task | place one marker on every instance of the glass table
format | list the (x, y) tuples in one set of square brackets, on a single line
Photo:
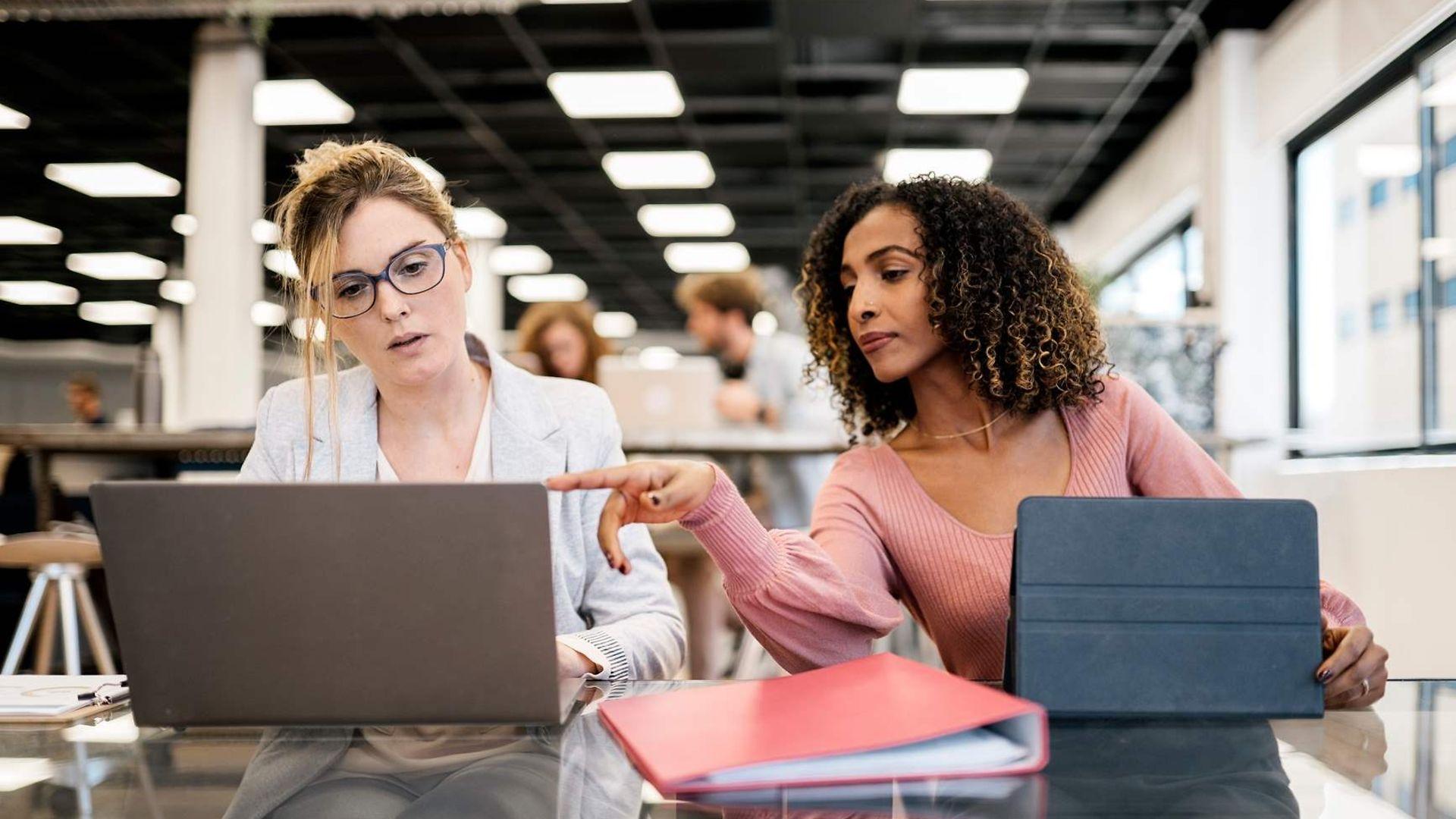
[(1397, 760)]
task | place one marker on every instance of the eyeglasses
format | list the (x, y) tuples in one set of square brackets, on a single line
[(411, 271)]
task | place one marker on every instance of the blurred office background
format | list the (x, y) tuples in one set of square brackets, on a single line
[(1257, 191)]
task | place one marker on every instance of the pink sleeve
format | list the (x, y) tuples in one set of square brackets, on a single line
[(1337, 608), (810, 599), (1164, 461)]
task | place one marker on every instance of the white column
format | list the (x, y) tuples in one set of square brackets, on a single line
[(166, 340), (221, 350), (485, 309)]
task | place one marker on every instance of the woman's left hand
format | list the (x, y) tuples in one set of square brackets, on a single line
[(573, 664), (1353, 670)]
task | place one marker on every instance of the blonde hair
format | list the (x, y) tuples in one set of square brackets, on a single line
[(535, 321), (723, 292), (332, 180)]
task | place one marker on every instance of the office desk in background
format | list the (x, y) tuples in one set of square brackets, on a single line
[(1398, 760), (169, 449)]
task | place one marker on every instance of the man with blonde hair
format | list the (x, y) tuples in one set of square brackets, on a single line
[(764, 384)]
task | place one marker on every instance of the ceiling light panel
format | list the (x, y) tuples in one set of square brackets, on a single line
[(606, 95)]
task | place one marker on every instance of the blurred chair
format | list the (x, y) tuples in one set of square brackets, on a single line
[(58, 564)]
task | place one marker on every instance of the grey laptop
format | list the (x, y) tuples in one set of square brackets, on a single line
[(1159, 607), (332, 604)]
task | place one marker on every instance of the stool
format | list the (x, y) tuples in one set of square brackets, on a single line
[(58, 564)]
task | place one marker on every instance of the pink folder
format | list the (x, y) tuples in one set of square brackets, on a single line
[(870, 720)]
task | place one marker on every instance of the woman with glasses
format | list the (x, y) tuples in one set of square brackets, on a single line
[(383, 271), (962, 341)]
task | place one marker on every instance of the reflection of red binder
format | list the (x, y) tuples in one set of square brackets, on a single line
[(868, 720)]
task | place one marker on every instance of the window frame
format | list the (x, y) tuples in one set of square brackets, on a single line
[(1414, 63), (1177, 231)]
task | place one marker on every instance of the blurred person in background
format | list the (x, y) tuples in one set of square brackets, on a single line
[(83, 397), (764, 384), (563, 340)]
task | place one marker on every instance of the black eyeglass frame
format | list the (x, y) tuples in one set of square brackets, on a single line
[(383, 276)]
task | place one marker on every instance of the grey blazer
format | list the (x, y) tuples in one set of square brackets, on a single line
[(539, 428)]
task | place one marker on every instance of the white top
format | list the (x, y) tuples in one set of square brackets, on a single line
[(479, 472), (479, 469)]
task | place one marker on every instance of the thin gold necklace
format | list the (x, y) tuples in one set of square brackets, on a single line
[(983, 428)]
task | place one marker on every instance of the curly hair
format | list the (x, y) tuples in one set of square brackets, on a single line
[(1002, 295)]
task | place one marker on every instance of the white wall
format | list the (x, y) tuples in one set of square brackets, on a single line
[(1386, 531)]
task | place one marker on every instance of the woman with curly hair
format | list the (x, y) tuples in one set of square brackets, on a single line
[(963, 344)]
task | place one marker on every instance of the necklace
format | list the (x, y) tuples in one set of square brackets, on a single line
[(965, 433)]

○ ○ ○

Given exercise. Copy out all of the data above, swapping every "marker" for "dot" and changing nothing else. Leave out the pictures.

Full solution.
task | place one dot on every instance of the glass table
format | list the (x, y) tuples in one set of square brackets, on a single line
Photo:
[(1397, 760)]
task | place one dot on every instance of the eyeglasses
format | list the (x, y) tuples in one set of square brackets, on a single line
[(411, 271)]
task | place one dot on every instance of the blurred office background
format | list the (x, y) tuples in one set of square brackets, on a single line
[(1257, 191)]
task | place one dot on every instance of the pink sleeve
format | list the (x, y) tuples in one set of square brackets, on a single line
[(1337, 608), (810, 599), (1164, 461)]
task | place one dot on every instance of the white column
format | list the (x, y) tuples in one set of square brackets, on a single line
[(166, 340), (221, 350), (485, 309)]
task | place one dot on every instance of the woman's left hand
format | list the (x, y) tuples in one set of square brackets, on a single line
[(573, 664), (1353, 670)]
task | place one dot on every instance of the blonde hair
format | list the (x, y) tuples in one set of square brackets, on a single line
[(535, 321), (723, 292), (332, 180)]
task | place one dot on every instance of the office desk in background
format | list the (x, y) tuples in one set of square brackets, on a single line
[(1398, 760), (169, 449)]
task | place one dot on every instance of the man with blonde hair
format | list the (x, y) tuples in one set of square brackets, on a single line
[(764, 384)]
task | place one dot on every instance of the ceiling light panel
format | list the (x, y) tuples in one set of square brackets, on a single line
[(606, 95)]
task | place one dot on every instance of the blurred chair
format | list the (x, y) tuples in one set of square brackets, on a single line
[(58, 564)]
task | place one dot on every instance of the grey laptop
format | list the (x, y) tuples in one set of square brackets, on a single line
[(1159, 607), (332, 604)]
task | place one dot on every instance of the stool
format | list the (x, y) tuples in one set of square brackets, on a single line
[(58, 564)]
task | place one dot on every instance of the pink folder
format | list the (x, y) tuples in one set of square brackets, on a single line
[(870, 720)]
task | place one dot on every instance of the woman with glasses
format | list the (x, y) tuples in one set of square brackets, on a single line
[(383, 271), (962, 341)]
task | place one dot on every instance of the reflection of red binder
format | list the (x, y) tuples in one set of square brackets, on a single line
[(868, 720)]
task | place one dot on every instance of the window frame
format | list the (x, y) tuples in one set of square brackets, on a single line
[(1414, 63), (1177, 231)]
task | place one dot on every instance of the blurred person in background
format | list the (x, y) tuples in one set of square brackets, on a single line
[(83, 397), (764, 384), (563, 340)]
task | place one dot on every instance of the black eyeglass frame
format | list the (x, y) tuples in one set of square brackets, on a single line
[(383, 276)]
task | place one dot on every instance of the grey blazer
format | list the (x, y) tuples in one set of square brackets, on a single line
[(539, 428)]
task | place one dot on every instance of the white top
format | list the (x, y) tuples in one set of square brackets, on a single line
[(479, 472), (479, 469)]
task | place one dot on every instance of the thin gold necklace
format | list the (x, y) tuples in one set of square brackets, on a single line
[(983, 428)]
task | place one dot on every instance of the curly hair
format | list the (x, y) tuples in one set of square brackets, on a single line
[(1002, 295)]
task | place one dot on every instance of the white wall
format | list the (x, y) tuples in one set of square brackets, on a single line
[(1386, 531)]
task | place one dot on every instance of the woman with curly hair
format | list the (x, y) tuples in one set of square brackets, on a single line
[(963, 344)]
task | place one dot on every instance of the necklace
format | list the (x, y) tuples in one set of square brackets, on a single line
[(965, 433)]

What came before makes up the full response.